##### Provided data #####

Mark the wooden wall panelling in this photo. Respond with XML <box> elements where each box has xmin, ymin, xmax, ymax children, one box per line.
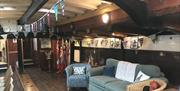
<box><xmin>17</xmin><ymin>39</ymin><xmax>24</xmax><ymax>73</ymax></box>
<box><xmin>51</xmin><ymin>40</ymin><xmax>58</xmax><ymax>71</ymax></box>
<box><xmin>6</xmin><ymin>39</ymin><xmax>18</xmax><ymax>66</ymax></box>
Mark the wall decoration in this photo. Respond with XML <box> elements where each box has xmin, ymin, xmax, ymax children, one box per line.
<box><xmin>123</xmin><ymin>36</ymin><xmax>144</xmax><ymax>49</ymax></box>
<box><xmin>82</xmin><ymin>38</ymin><xmax>121</xmax><ymax>48</ymax></box>
<box><xmin>40</xmin><ymin>38</ymin><xmax>51</xmax><ymax>48</ymax></box>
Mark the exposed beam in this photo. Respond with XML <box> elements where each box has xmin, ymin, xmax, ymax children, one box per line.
<box><xmin>108</xmin><ymin>0</ymin><xmax>148</xmax><ymax>26</ymax></box>
<box><xmin>64</xmin><ymin>6</ymin><xmax>85</xmax><ymax>14</ymax></box>
<box><xmin>60</xmin><ymin>4</ymin><xmax>120</xmax><ymax>24</ymax></box>
<box><xmin>18</xmin><ymin>0</ymin><xmax>48</xmax><ymax>25</ymax></box>
<box><xmin>0</xmin><ymin>11</ymin><xmax>24</xmax><ymax>15</ymax></box>
<box><xmin>65</xmin><ymin>0</ymin><xmax>98</xmax><ymax>10</ymax></box>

#####

> **What this task involves**
Produce the material above again in full, with identical lines and no pictures.

> **Answer to the problem**
Mark the wooden wall panelling in this photo. Respond with XML <box> elements where each box has xmin, ymin, xmax, ymax children, one box per line.
<box><xmin>17</xmin><ymin>39</ymin><xmax>24</xmax><ymax>73</ymax></box>
<box><xmin>51</xmin><ymin>40</ymin><xmax>58</xmax><ymax>71</ymax></box>
<box><xmin>6</xmin><ymin>39</ymin><xmax>18</xmax><ymax>66</ymax></box>
Mark the wall decoration in this photo. Respond with XML <box> elements where each box has xmin, ymin, xmax, ymax children, one box per line.
<box><xmin>123</xmin><ymin>36</ymin><xmax>144</xmax><ymax>49</ymax></box>
<box><xmin>82</xmin><ymin>38</ymin><xmax>121</xmax><ymax>48</ymax></box>
<box><xmin>40</xmin><ymin>38</ymin><xmax>51</xmax><ymax>48</ymax></box>
Mark the exposed beam in this photo. Respond with XML <box> elements where each box has xmin, ymin, xmax, ymax children, one box per line.
<box><xmin>108</xmin><ymin>0</ymin><xmax>148</xmax><ymax>26</ymax></box>
<box><xmin>64</xmin><ymin>6</ymin><xmax>85</xmax><ymax>14</ymax></box>
<box><xmin>60</xmin><ymin>4</ymin><xmax>120</xmax><ymax>24</ymax></box>
<box><xmin>18</xmin><ymin>0</ymin><xmax>48</xmax><ymax>25</ymax></box>
<box><xmin>0</xmin><ymin>11</ymin><xmax>24</xmax><ymax>15</ymax></box>
<box><xmin>65</xmin><ymin>0</ymin><xmax>98</xmax><ymax>10</ymax></box>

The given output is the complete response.